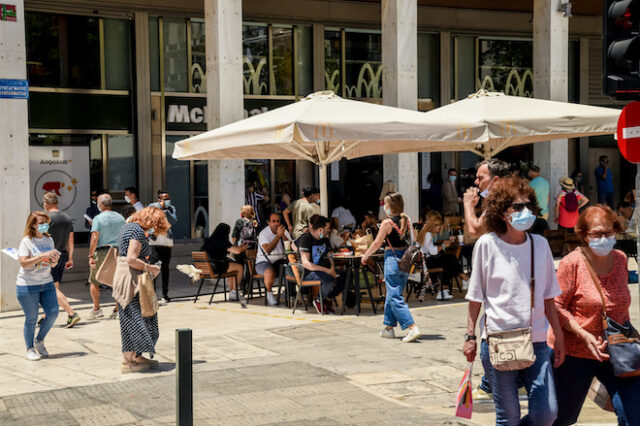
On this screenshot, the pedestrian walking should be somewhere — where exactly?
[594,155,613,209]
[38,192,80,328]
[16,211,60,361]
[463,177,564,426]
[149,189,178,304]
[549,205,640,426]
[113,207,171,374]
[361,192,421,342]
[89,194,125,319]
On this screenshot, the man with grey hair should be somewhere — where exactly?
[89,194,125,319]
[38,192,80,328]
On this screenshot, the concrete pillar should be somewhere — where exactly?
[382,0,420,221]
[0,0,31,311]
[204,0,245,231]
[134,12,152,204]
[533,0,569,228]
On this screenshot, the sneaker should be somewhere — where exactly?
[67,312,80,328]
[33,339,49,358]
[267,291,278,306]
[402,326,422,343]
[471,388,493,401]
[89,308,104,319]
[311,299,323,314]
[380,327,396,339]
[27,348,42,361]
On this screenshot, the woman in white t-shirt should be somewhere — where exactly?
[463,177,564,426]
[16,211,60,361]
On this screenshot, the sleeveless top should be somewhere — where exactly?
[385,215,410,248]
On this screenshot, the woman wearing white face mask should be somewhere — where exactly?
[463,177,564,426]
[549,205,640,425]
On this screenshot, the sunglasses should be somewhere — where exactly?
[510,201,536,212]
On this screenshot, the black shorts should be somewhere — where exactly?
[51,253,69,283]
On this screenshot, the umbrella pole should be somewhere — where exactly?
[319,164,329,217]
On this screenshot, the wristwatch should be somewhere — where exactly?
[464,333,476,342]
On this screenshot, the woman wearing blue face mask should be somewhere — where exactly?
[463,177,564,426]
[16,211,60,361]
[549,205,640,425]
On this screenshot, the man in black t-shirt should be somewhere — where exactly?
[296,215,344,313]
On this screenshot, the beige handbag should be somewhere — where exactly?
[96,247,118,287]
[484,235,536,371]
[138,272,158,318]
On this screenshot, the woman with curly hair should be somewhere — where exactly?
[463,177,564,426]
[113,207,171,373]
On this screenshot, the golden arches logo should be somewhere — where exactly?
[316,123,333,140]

—————

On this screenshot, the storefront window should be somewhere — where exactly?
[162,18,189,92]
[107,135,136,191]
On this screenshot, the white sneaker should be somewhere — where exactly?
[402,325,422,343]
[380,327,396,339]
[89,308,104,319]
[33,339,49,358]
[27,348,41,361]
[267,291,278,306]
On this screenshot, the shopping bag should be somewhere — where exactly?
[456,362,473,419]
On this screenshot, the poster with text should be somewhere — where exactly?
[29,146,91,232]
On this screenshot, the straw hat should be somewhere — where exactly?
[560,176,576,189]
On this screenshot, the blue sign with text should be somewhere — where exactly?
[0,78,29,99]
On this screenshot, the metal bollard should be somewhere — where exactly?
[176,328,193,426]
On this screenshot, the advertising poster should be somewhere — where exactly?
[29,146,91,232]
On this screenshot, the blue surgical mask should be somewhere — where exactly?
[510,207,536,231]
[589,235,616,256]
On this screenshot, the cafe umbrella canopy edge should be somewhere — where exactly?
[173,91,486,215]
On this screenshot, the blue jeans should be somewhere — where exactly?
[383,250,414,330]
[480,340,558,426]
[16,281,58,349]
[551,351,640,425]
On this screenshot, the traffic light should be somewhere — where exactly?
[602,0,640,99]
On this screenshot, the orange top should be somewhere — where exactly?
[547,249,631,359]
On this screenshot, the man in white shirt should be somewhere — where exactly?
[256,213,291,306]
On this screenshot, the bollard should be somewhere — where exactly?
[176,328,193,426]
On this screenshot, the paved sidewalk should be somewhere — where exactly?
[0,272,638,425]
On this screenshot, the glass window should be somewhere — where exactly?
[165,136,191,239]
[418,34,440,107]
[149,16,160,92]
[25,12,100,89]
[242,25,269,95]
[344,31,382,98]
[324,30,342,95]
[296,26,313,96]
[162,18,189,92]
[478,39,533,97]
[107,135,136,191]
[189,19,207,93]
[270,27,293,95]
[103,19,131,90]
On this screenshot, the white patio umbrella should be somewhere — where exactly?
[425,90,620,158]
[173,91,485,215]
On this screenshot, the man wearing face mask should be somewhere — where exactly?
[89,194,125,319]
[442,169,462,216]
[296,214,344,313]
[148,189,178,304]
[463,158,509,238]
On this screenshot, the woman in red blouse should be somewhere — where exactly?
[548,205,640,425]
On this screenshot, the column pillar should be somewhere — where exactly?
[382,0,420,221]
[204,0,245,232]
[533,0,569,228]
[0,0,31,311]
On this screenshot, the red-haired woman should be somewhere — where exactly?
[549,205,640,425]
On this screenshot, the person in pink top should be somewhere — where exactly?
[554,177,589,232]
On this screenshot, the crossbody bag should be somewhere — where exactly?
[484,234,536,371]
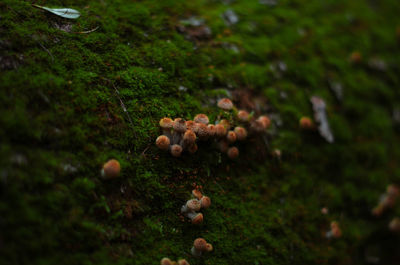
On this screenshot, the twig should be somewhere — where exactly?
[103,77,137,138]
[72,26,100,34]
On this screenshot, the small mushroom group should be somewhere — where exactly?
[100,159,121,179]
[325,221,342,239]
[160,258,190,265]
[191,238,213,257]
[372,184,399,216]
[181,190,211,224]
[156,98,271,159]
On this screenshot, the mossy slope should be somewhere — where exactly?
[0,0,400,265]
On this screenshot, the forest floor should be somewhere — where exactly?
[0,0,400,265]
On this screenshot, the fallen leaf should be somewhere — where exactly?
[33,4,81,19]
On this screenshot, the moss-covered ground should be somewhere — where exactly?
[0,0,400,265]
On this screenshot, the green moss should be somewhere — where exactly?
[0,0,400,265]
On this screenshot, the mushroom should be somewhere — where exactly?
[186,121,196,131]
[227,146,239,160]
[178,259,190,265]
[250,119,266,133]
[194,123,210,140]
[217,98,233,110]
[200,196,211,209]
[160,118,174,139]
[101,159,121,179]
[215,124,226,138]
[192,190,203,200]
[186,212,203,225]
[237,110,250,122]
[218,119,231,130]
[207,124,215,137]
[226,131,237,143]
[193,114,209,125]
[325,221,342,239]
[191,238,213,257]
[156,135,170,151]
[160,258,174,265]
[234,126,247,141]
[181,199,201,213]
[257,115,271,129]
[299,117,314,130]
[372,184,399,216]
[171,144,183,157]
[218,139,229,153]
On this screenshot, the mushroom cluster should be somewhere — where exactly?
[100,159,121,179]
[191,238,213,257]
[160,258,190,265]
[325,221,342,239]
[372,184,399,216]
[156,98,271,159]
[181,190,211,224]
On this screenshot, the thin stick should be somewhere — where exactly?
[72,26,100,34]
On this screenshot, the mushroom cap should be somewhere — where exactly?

—————

Short task: Reproduce word for word the part of the items that opens with the line containing "On this screenshot, the pedestrian" and closes with the line containing "[385,215,410,248]", including both of those lines.

Result for this task:
On this screenshot, the pedestrian walking should be somewhere — where exactly?
[594,155,613,209]
[38,192,80,328]
[16,211,60,361]
[463,177,564,426]
[149,189,178,304]
[549,205,640,426]
[113,207,171,374]
[361,192,421,342]
[89,194,125,319]
On this screenshot, the man with grey hair should be somewhere — where exactly?
[89,194,125,319]
[38,192,80,328]
On this screenshot, the concrete pillar should be somewhere — where exactly?
[382,0,420,221]
[0,0,31,311]
[204,0,245,231]
[134,12,152,204]
[533,0,569,228]
On this screenshot, the sneaker should be somewhere — where exactly?
[67,312,80,328]
[33,339,49,358]
[267,291,278,306]
[402,326,422,343]
[471,388,493,401]
[89,308,104,319]
[311,299,323,314]
[380,327,396,339]
[27,348,42,361]
On this screenshot, the woman in white t-shirt should be somewhere — where exactly?
[463,177,564,426]
[16,211,60,361]
On this screenshot, the sleeveless top should be somewhere — where exactly?
[385,215,410,248]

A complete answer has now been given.